--- THE DATA ---
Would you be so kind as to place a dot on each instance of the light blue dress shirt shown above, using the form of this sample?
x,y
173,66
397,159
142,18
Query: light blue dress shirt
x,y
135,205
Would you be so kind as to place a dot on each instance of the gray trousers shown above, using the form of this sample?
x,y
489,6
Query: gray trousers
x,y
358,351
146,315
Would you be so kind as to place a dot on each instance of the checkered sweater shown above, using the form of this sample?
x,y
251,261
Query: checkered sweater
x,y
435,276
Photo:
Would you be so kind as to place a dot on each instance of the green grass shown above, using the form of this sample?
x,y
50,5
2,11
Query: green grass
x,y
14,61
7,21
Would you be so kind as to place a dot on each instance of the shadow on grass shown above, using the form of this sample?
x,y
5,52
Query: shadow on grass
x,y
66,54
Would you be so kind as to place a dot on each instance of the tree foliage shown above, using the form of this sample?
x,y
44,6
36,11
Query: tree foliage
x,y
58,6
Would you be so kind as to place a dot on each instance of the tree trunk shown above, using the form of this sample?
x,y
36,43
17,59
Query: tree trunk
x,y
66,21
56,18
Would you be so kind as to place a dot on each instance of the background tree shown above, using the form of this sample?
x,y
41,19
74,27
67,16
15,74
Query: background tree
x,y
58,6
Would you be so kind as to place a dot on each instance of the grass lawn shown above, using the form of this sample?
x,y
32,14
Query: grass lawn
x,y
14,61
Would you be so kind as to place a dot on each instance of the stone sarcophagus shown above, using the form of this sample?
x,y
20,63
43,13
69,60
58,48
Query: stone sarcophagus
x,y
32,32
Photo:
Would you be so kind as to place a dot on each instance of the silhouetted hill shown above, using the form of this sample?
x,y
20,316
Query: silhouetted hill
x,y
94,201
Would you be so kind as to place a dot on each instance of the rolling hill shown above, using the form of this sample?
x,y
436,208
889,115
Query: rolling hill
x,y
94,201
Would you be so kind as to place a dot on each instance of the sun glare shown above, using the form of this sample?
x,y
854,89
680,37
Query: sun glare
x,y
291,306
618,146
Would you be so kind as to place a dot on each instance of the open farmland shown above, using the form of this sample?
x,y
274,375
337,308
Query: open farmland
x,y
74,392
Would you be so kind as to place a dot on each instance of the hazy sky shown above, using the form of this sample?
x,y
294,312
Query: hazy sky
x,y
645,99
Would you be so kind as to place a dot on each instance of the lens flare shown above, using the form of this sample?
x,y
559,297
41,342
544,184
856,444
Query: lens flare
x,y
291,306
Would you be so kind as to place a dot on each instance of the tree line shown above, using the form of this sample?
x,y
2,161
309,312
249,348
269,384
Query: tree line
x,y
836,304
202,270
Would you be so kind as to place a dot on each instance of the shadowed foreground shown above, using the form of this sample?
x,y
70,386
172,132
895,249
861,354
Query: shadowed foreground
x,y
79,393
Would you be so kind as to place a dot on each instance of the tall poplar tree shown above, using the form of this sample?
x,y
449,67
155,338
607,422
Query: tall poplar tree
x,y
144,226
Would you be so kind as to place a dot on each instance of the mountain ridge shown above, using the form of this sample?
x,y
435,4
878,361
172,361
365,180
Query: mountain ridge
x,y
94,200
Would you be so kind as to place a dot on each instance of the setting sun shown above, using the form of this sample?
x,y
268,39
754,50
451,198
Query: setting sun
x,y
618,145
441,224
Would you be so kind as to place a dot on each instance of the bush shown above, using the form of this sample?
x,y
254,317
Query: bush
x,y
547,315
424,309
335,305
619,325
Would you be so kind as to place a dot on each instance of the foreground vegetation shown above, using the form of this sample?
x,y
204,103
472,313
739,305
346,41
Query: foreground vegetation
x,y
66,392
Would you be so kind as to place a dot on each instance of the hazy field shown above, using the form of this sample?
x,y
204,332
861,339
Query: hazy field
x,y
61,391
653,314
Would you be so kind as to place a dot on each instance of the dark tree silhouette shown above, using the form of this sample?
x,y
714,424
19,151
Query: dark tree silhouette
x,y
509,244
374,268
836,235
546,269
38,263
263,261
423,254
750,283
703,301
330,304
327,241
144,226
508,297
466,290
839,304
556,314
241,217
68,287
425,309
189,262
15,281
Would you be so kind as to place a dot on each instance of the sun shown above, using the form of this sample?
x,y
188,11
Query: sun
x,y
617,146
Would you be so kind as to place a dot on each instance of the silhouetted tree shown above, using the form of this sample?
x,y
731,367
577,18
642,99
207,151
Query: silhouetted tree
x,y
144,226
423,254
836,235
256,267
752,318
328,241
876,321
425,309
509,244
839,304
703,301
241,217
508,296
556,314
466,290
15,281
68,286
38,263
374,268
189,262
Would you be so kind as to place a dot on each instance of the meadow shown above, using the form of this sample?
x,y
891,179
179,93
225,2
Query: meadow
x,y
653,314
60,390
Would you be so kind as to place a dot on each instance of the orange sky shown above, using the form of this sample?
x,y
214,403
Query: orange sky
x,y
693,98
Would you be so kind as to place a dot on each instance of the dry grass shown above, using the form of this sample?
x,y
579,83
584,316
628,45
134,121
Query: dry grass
---
- _EXERCISE AIM_:
Set down each record above without changing a single word.

- _OUTPUT FOR THIS TASK_:
Would you be so kind as to place a dot on each instance of the light blue dress shirt shown above, using the form of this sample?
x,y
173,66
397,159
142,18
Query: light blue dress shirt
x,y
135,205
Would you be so kind as to place a dot on each instance of the gray trousers shown above, using the form of this sample?
x,y
489,6
Query: gray trousers
x,y
358,351
146,315
Would you be so kind as to place a dot on each instance of the checkered sweater shown above, using the form of this sample?
x,y
251,261
Query: checkered sweater
x,y
435,276
Photo:
Would you be so kind as to place a dot on each instance of the green grass shown above, using the form of this sample?
x,y
50,5
2,11
Query: green grass
x,y
14,61
7,21
Would you be so kind as to place a dot on each instance of the shadow on grass shown above, using the form of this sample?
x,y
5,52
Query: shadow on grass
x,y
66,54
Would you be so kind as to place a dot on each instance of the tree foliage shown above, using the form of this sample?
x,y
44,6
36,11
Query: tree foliage
x,y
58,6
Would you be so kind as to place a dot on each instance of the tree trunk shown above, using the form of this sample?
x,y
36,43
17,59
Query: tree trunk
x,y
66,21
56,18
Would you be so kind as to place a dot on each instance of the background tree shown above, using the form of this sample?
x,y
41,19
74,27
67,16
15,74
Query: background tree
x,y
58,6
Would you be so kind as to place a dot on each instance of the grass lawn shown above, using the form of this sample?
x,y
32,14
Query: grass lawn
x,y
14,61
Would you be so kind as to place a dot on each instance of the stone sarcophagus shown above, using the form of this sample?
x,y
20,63
43,13
69,60
58,48
Query: stone sarcophagus
x,y
32,32
Photo:
Would you be so kind as to place a dot on each instance of the silhouetted hill shown above, using the form of this sample?
x,y
20,316
Query: silhouetted hill
x,y
94,201
Would you be so kind as to place a dot on each instance of the rolling hill shown above, using the form of this sample?
x,y
436,208
889,115
Query: rolling hill
x,y
94,201
Would you be so kind as to place a dot on each instance of the sun glare shown above, using the form of this sample?
x,y
854,89
680,37
Query: sun glare
x,y
291,306
618,146
Would you be so kind as to place a dot on each instance of the open farmland shown above, using the form of this sample?
x,y
274,375
337,308
Query: open farmland
x,y
74,392
Would you be so kind as to place a dot on each instance of the hazy sky shown above, using the form of this sample?
x,y
294,312
Query: hazy sky
x,y
645,99
Would you be so kind as to place a dot on each instance of the lens flare shown above, using the form of this sample?
x,y
559,297
41,342
544,184
856,444
Query: lens flare
x,y
291,306
Would you be so kind as to place a dot on each instance of the tree line shown above, using the form of this sample?
x,y
2,161
309,312
249,348
269,384
Query: tree line
x,y
836,304
202,270
Would you be so kind as to place a dot on each instance of the shadowed foreground shown above, using the form of this sample?
x,y
70,386
172,132
895,249
861,354
Query: shadowed foreground
x,y
79,393
Would you be so kind as to place a dot on each instance of the tall poplar tree shown above, using the form of this sample?
x,y
449,67
155,338
607,422
Query: tall poplar tree
x,y
144,226
Would you be so kind as to place a dot on each instance of the mountain ridge shown above, using the form of this sample?
x,y
435,4
878,361
172,361
365,180
Query: mountain ridge
x,y
94,200
Would you be so kind as to place a dot on each instance of the setting sun shown above, using the form of this sample?
x,y
268,39
754,50
451,198
Query: setting sun
x,y
618,145
441,224
Would you be so kind as to place a dot on each instance of the bush shown above, using the form of this sample?
x,y
254,317
Query: bush
x,y
547,315
424,309
335,305
619,325
Would you be so kind as to place a dot on each instance of the foreground vegetation shown above, using the form of this sample?
x,y
204,103
472,313
739,305
346,41
Query: foreground vegetation
x,y
66,392
Would you be so kind as to place a dot on each instance of the hazy field shown above, using the form of this sample?
x,y
204,332
861,339
Query: hazy field
x,y
61,391
653,314
Would you be so kind as to place a dot on each instance of the dark tree silhouette shown above, using the form of this sample?
x,y
714,424
19,151
Query: dark tree silhouette
x,y
509,244
374,268
836,235
546,269
38,263
263,261
423,254
750,283
703,301
330,304
327,241
144,226
508,297
466,290
839,304
556,314
241,217
68,287
425,309
189,262
15,281
Would you be so kind as to place a dot on each instance of the sun shown above, using the form of this sample?
x,y
188,11
Query: sun
x,y
617,146
Would you be so kind as to place a dot on each instance of the silhouetted tree shown above, using the form of this sample?
x,y
731,367
577,18
642,99
207,151
Query: silhouetted tree
x,y
144,226
423,254
836,235
256,267
752,318
328,241
876,321
425,309
509,244
839,304
703,301
241,217
508,296
556,314
466,290
15,281
68,286
38,263
374,268
189,262
Would you be so kind as to place a dot on each instance of the meadow shown above, using the form of this sample?
x,y
891,179
179,93
225,2
Query: meadow
x,y
653,314
60,390
Would you be so kind as to place a dot on each instance of the orange sky shown above, using the form of this sample?
x,y
214,403
Query: orange sky
x,y
693,98
Would you be so kind as to place a dot on each instance of the dry grass shown above, using the form of this sample?
x,y
579,83
584,316
628,45
134,121
Query: dry grass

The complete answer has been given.